Point labeling dataset excerpts
##############################

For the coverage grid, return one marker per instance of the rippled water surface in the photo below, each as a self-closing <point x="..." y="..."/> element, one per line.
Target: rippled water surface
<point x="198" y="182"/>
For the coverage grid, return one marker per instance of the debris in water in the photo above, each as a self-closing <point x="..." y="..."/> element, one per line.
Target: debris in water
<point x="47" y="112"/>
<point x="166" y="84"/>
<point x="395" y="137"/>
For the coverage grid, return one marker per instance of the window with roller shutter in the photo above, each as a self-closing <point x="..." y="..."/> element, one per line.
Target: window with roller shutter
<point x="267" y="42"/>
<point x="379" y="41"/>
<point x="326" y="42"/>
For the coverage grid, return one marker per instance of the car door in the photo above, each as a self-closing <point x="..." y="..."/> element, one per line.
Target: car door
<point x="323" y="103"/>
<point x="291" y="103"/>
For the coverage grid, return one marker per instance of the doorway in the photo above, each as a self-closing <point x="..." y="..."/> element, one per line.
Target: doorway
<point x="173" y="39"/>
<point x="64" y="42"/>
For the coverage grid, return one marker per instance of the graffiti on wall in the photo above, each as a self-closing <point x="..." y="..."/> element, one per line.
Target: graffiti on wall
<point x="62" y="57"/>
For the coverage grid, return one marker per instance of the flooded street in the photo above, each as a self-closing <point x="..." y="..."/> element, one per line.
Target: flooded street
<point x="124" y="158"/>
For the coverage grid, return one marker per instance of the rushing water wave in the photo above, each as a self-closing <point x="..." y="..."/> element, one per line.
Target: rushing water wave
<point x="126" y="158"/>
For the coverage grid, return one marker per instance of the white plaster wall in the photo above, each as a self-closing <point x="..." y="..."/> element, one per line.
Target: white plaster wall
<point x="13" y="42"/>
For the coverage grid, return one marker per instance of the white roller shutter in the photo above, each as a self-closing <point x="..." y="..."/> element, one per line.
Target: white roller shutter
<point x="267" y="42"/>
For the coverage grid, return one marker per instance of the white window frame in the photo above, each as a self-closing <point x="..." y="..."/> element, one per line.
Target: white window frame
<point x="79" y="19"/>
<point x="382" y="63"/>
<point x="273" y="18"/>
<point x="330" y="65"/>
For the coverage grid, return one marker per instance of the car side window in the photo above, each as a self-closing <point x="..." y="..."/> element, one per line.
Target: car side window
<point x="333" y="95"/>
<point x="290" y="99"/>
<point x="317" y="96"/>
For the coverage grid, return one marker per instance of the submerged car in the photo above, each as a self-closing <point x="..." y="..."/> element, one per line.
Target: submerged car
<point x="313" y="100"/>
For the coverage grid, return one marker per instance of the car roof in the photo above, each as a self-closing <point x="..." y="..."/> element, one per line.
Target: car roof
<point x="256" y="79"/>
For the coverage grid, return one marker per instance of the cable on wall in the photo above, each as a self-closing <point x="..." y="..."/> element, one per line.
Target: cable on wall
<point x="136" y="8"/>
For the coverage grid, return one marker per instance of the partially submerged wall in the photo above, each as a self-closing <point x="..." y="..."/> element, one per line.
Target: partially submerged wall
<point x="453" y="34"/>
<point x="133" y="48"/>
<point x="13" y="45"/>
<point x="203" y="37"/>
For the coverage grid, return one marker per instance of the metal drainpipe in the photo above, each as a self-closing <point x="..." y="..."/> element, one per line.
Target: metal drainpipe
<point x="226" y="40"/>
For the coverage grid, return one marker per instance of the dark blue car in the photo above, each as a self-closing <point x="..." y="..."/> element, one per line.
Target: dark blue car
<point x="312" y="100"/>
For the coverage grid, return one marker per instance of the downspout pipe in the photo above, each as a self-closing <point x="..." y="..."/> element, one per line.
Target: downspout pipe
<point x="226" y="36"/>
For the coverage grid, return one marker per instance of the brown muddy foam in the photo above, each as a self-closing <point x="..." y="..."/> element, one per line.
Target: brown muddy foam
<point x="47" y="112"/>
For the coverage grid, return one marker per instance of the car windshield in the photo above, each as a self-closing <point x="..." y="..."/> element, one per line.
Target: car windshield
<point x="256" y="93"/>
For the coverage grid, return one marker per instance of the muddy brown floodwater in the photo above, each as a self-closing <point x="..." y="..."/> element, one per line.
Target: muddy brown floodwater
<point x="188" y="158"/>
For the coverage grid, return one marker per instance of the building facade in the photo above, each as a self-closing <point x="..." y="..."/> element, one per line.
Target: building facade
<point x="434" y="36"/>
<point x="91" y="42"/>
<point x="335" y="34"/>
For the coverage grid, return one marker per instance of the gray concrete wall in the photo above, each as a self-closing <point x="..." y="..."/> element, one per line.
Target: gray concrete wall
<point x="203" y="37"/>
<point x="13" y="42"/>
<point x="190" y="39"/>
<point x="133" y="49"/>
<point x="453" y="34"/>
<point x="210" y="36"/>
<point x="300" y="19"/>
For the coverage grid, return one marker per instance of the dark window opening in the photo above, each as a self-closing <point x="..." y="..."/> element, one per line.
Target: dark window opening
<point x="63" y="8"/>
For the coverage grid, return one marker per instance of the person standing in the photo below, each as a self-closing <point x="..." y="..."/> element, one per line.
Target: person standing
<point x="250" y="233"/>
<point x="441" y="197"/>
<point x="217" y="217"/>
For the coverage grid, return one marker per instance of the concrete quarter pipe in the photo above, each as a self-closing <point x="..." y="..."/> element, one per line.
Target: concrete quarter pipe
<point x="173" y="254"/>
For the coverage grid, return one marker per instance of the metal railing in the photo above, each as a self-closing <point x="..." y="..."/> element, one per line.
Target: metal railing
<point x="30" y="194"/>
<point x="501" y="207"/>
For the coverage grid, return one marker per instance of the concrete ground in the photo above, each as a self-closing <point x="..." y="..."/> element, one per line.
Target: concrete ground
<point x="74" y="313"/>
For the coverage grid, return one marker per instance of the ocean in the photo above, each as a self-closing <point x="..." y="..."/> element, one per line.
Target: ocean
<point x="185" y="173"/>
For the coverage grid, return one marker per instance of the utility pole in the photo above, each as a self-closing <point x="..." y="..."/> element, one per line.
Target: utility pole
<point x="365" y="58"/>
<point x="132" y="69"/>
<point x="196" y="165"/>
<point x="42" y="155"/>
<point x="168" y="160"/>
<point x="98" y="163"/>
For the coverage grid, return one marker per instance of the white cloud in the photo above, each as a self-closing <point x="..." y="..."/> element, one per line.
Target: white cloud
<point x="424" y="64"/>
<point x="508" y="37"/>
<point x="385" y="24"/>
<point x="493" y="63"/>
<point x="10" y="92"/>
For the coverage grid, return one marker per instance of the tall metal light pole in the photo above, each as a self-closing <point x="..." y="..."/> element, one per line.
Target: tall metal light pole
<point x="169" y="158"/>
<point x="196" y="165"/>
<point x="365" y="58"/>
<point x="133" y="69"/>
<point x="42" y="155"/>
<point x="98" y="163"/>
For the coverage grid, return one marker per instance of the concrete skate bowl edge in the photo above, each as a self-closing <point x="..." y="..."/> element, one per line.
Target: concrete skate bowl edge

##############################

> Your task: Every record above should be output exactly.

> Solution to the exercise:
For the coverage grid, return one marker per instance of the rippled water surface in the photo below, each as a self-closing <point x="..." y="..."/> element, one per line.
Target: rippled water surface
<point x="198" y="182"/>
For the coverage grid, return one marker per instance of the debris in water in the photo above, each as a self-closing <point x="..." y="..."/> element, one per line.
Target: debris in water
<point x="47" y="112"/>
<point x="166" y="84"/>
<point x="395" y="137"/>
For the coverage grid, return one marker per instance of the window with roller shutter in the photo above, each as a self-closing <point x="..." y="..."/> element, one per line.
Target: window with roller shutter
<point x="267" y="42"/>
<point x="379" y="41"/>
<point x="326" y="42"/>
For the coverage grid, return one marker per instance of the car door in the photo above, each as a self-closing <point x="..." y="..."/> element, one per line.
Target: car door
<point x="323" y="103"/>
<point x="291" y="103"/>
For the coverage grid, return one marker per instance of the doorway in the photo above, each as a self-closing <point x="..." y="..."/> element, one per line.
Target: doorway
<point x="173" y="39"/>
<point x="64" y="42"/>
For the coverage grid, return one marker per instance of the graffiti on wall in the photo above, each as a self-closing <point x="..." y="..."/> element, one per line.
Target: graffiti on wall
<point x="62" y="57"/>
For the coverage grid, return one marker per instance of the flooded street in the photo above, each as a self-closing <point x="..." y="..."/> element, one per line.
Target: flooded street
<point x="124" y="158"/>
For the coverage grid, return one marker per instance of the rushing water wave in the photo above, each as a self-closing <point x="..." y="..."/> element, one per line.
Target: rushing water wave
<point x="126" y="158"/>
For the coverage grid, return one marker per instance of the white plaster wall in the photo above, each as a self-closing <point x="..." y="..."/> element, one per line.
Target: white plaster wall
<point x="13" y="42"/>
For the coverage grid, return one marker per instance of the white roller shutter in the photo above, each as a self-closing <point x="..." y="..."/> element, one per line.
Target: white roller shutter
<point x="267" y="42"/>
For the coverage grid, return one marker per instance of the white window frame in the photo above, each as a self-closing <point x="..." y="..."/> element, one per line.
Target: white window frame
<point x="79" y="19"/>
<point x="382" y="63"/>
<point x="273" y="18"/>
<point x="330" y="65"/>
For the coverage grid, return one marker per instance of the car side window in the photo above, each as a self-closing <point x="..." y="..."/> element, one per line.
Target: car side window
<point x="333" y="95"/>
<point x="290" y="99"/>
<point x="317" y="96"/>
For the coverage grid, return one marker per instance of the submerged car in the photo above, each as a self-closing <point x="..." y="..."/> element, one per line.
Target: submerged car
<point x="313" y="100"/>
For the coverage grid, return one marker per instance of the car roof in the photo above, each as a self-closing <point x="..." y="..."/> element, one per line.
Target: car roof
<point x="256" y="79"/>
For the coverage grid, return one marker per instance of the cable on wall in the photo above, each as a self-closing <point x="..." y="..."/> element, one per line.
Target: cable on wall
<point x="136" y="8"/>
For the coverage grid, return one marker per instance of the partially submerged wall in the photo above, each as a self-closing <point x="..." y="..."/> element, one per line.
Target: partially submerged wall
<point x="453" y="34"/>
<point x="133" y="48"/>
<point x="13" y="45"/>
<point x="203" y="37"/>
For the coverage grid, return one marker per instance of the metal drainpipe in the photo above, each as a self-closing <point x="..." y="..."/> element, one per line.
Target: metal drainpipe
<point x="226" y="40"/>
For the coverage grid, return one marker per instance of the dark blue car in the photo above, each as a self-closing <point x="..." y="..."/> element, one per line.
Target: dark blue car
<point x="312" y="100"/>
For the coverage grid, return one marker per instance of the downspout pipe in the photo above, each as a self-closing <point x="..." y="..."/> element, one per line.
Target: downspout pipe
<point x="226" y="36"/>
For the coverage grid, return one marker per instance of the brown muddy foam in the photo above, each as a self-closing <point x="..." y="..."/> element, one per line.
Target: brown muddy foam
<point x="47" y="112"/>
For the coverage grid, return one marker per instance of the car windshield in the photo above, each as a self-closing <point x="..." y="..."/> element, one per line.
Target: car windshield
<point x="256" y="93"/>
For the coverage grid, return one marker per instance of the muddy brown floodwater in the photo above, each as a self-closing <point x="..." y="..."/> element, one per line.
Target: muddy brown floodwater
<point x="188" y="158"/>
For the coverage grid, return one marker per instance of the building facade in the photo above, each as a self-closing <point x="..." y="..."/> element, one per line.
Target: building facade
<point x="434" y="36"/>
<point x="91" y="42"/>
<point x="335" y="34"/>
For the coverage grid, return one marker per instance of the gray concrete wall in the photo above, each as a self-closing <point x="..." y="..."/> element, one per line.
Target: gray concrete wall
<point x="203" y="37"/>
<point x="13" y="42"/>
<point x="190" y="39"/>
<point x="133" y="49"/>
<point x="453" y="34"/>
<point x="210" y="36"/>
<point x="300" y="19"/>
For the coverage grid, return one marker per instance of the dark window opening in the photo above, each as a self-closing <point x="..." y="..."/> element, one per line.
Target: dark window opening
<point x="63" y="8"/>
For the coverage grid, return one marker per instance of the person standing in the photo below, each as a self-closing <point x="..." y="..."/> element, one per line.
Target: person standing
<point x="250" y="233"/>
<point x="441" y="197"/>
<point x="217" y="217"/>
For the coverage grid, return one marker per instance of the concrete quarter pipe in the photo above, each as a self-closing <point x="..." y="..."/> element, one per line.
Target: concrete quarter pipe
<point x="173" y="254"/>
For the coverage grid, return one marker per instance of the metal railing in the photo above, each as a self-closing <point x="..." y="..."/> element, one per line.
Target: metal railing
<point x="30" y="194"/>
<point x="501" y="207"/>
For the coverage grid, return one marker per instance of the concrete ground in the photo above, each as a self-closing <point x="..." y="..."/> element, one per line.
Target: concrete ground
<point x="74" y="313"/>
For the coverage grid, return one marker per instance of the ocean in the photo above, each as a self-closing <point x="..." y="..."/> element, one per line.
Target: ocean
<point x="185" y="173"/>
For the coverage grid, return one marker per instance of the utility pole in the photo above, each as a self-closing <point x="..." y="..."/> element, one per line.
Target: utility pole
<point x="365" y="58"/>
<point x="132" y="69"/>
<point x="196" y="165"/>
<point x="42" y="155"/>
<point x="168" y="160"/>
<point x="98" y="163"/>
For the coverage grid, return one marker per instance of the white cloud in the photo above, each as a self-closing <point x="..." y="..."/> element, one per line.
Target: white cloud
<point x="424" y="64"/>
<point x="508" y="37"/>
<point x="385" y="24"/>
<point x="493" y="63"/>
<point x="10" y="92"/>
For the coverage grid, return one marker per instance of the tall metal light pole in the photo above, each as a self-closing <point x="..." y="..."/> element, one per line.
Target: tall metal light pole
<point x="169" y="158"/>
<point x="196" y="165"/>
<point x="365" y="58"/>
<point x="133" y="69"/>
<point x="42" y="155"/>
<point x="98" y="163"/>
For the coverage grid, return one marker per instance of the concrete skate bowl edge in the photo above, each as a self-closing <point x="..." y="..."/> element, one per line.
Target: concrete skate bowl edge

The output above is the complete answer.